DIE AUFGABE →
Zitiere aus dem Textauszug unten wörtlich alles von „Nur eine vollkommene“ bis hinunter zu „der Juden an.“.

TEXTAUSZUG →
►
Nur eine vollkommene Gleichstellung mit den übrigen Bürgern des Landes wird die Juden nicht allein von bisherigen, durch die Not betretenen Abwegen abhalten, sondern auch dieselben ihrem Vaterlande, welches sie bis dahin nur stiefmütterlich behandelt, innigst verpflichten und sie zugleich anspornen, demselben im freundschaftlichen Verbande mit ihren christlichen Nachbaren diejenigen Dienste zu leisten, die man von ihren ausgezeichneten Anlagen erwarten darf. Auf diese Gründe gestützt trage ich ebenfalls auf völlige Emanzipation der Juden an.

Herr Deputierter Siebert: Der Herr Antragsteller zeichnet uns die Juden der jetzigen Zeit von so vorteilhafter Seite, daß man fast verleitet werden möchte, selbst ein Jude zu werden. Recht gut weiß der Herr Deputierte, wie derselbe in seiner Begründung zeigt, daß zu jeden guten Bilde Licht und Schatten gehören; zu bedauern ist es aber, daß er in dem uns vorgestellten Gemälde das Licht von den Juden und den Schatten von den Christen genommen hat. Ich wünschte nur gleiche Erfahrungen wie der Herr Deputierte gemacht zu haben; leider ist dies aber nicht der Fall. Ich habe gefunden, daß besonders Juden die Not der Ärmeren nur zu sehr als Mittel zur Bereicherung benutzen. Übrigens kenne ich auch sehr brave und redliche Juden, deren Emanzipation ich freudig unterstützen würde. Was der Herr Deputierte weiter sagt, dem ältesten Sohne stehe nur das Recht zu, auf Schutz Anspruch zu machen, die anderen seien verdammt, ehe- und kinderlos zu bleiben, beruht auf einem Irrtum. Nach unsern Gesetzen soll allerdings nur dem ältesten Sohne einer Israelitenfamilie der Schutz als Handelstreibender gegeben werden. Dieses Gesetz wird übrigens sehr schonend angewendet, indem ich selbst Familien kenne, wovon fünf Söhne Handelsleute und sämtlich verheiratet sind. Dagegen sagt auch noch das Gesetz, daß den nachgeborenen Söhnen, wenn sie sich jedem anderen Gewerbe widmen, der Schutz nicht versagt werden kann. Zu bedauern ist, daß so wenige hiervon Gebrauch machen. Ebenso sind nach meiner Überzeugung die Juden in der Besteuerung gegen die Christen eher begünstigt als benachteiligt.
◄
AUSZUG DER DATEN →
►
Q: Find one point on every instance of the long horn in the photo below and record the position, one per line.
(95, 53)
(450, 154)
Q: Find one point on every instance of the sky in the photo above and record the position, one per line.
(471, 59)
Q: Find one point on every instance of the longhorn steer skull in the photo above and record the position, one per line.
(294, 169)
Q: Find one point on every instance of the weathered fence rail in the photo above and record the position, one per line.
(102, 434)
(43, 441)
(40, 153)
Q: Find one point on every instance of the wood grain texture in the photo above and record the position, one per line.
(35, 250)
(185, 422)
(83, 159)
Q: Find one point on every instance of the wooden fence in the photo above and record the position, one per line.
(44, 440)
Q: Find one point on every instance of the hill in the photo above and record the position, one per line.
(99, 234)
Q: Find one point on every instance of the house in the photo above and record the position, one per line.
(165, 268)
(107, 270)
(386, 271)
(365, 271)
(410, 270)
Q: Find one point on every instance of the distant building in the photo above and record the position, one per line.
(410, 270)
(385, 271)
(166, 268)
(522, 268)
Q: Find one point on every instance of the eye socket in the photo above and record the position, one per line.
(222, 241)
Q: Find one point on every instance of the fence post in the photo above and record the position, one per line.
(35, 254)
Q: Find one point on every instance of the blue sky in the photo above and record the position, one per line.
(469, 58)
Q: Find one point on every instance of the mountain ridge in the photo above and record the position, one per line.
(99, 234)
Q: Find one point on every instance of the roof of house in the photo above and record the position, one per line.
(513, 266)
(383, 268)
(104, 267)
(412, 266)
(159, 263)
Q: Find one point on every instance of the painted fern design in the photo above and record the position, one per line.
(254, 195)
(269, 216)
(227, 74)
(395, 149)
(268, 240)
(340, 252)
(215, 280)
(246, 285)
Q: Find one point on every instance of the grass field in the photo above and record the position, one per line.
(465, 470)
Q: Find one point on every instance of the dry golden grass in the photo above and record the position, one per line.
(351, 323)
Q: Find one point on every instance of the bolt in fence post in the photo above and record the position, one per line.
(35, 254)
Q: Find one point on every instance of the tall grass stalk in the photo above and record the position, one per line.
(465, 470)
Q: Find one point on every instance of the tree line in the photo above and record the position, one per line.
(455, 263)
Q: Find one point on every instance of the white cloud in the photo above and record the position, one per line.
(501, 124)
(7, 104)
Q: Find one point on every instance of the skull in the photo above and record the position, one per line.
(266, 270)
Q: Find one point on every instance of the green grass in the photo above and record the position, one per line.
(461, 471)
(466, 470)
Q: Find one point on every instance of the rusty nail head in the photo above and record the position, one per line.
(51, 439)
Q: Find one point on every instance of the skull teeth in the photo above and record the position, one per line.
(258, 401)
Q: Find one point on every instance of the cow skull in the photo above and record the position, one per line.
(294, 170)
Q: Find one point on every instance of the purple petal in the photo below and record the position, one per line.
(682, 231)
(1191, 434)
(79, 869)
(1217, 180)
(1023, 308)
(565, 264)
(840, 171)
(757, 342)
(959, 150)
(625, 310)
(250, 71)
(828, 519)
◄
►
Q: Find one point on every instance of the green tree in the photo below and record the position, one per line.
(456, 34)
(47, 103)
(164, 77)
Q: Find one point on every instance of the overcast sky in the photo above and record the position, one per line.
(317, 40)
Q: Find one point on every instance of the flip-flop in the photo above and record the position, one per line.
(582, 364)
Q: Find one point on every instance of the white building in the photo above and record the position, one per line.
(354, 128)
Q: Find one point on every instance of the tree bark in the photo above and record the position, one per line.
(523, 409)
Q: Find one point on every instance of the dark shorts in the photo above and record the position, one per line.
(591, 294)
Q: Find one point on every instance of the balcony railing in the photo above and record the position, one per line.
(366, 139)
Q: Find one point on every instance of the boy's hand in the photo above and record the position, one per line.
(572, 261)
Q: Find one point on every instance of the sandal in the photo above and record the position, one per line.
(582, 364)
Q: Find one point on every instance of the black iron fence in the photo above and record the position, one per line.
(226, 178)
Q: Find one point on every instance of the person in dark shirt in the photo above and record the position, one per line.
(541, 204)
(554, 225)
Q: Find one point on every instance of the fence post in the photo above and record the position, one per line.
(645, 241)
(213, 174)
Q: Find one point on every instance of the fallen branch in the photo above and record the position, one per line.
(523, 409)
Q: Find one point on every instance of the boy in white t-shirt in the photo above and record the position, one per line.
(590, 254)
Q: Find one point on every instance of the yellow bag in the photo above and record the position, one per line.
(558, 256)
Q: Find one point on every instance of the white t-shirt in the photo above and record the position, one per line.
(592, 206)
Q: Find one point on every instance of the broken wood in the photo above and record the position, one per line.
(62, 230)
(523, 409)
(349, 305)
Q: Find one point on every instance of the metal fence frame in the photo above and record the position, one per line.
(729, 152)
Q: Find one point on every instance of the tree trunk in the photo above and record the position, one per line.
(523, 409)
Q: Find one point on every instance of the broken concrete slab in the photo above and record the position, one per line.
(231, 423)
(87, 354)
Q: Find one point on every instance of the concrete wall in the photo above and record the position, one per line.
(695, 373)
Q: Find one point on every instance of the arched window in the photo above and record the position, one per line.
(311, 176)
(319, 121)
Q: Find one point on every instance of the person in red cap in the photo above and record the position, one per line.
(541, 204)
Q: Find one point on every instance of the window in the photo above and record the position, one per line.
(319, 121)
◄
ANTWORT ZUR ÜBUNG →
Nur eine vollkommene Gleichstellung mit den übrigen Bürgern des Landes wird die Juden nicht allein von bisherigen, durch die Not betretenen Abwegen abhalten, sondern auch dieselben ihrem Vaterlande, welches sie bis dahin nur stiefmütterlich behandelt, innigst verpflichten und sie zugleich anspornen, demselben im freundschaftlichen Verbande mit ihren christlichen Nachbaren diejenigen Dienste zu leisten, die man von ihren ausgezeichneten Anlagen erwarten darf. Auf diese Gründe gestützt trage ich ebenfalls auf völlige Emanzipation der Juden an.